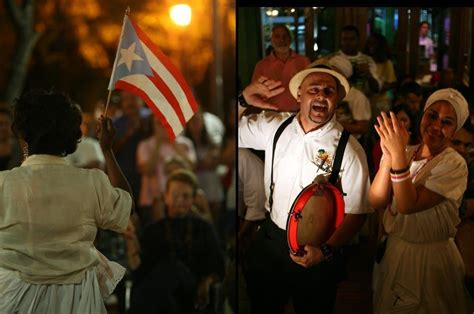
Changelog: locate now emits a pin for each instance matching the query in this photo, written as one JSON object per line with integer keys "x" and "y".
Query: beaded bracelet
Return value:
{"x": 401, "y": 171}
{"x": 400, "y": 177}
● ● ● ● ● ● ●
Change "beaded bracelet" to "charm bracelet" throughout all of the lines above, keeping everything else the same. Leave the pictures out of your version.

Changelog: locate now emits a pin for each instance matching the query in this photo, written as one JSON object per line with integer keys "x" and "y".
Query: charm bracelet
Return value:
{"x": 401, "y": 171}
{"x": 400, "y": 177}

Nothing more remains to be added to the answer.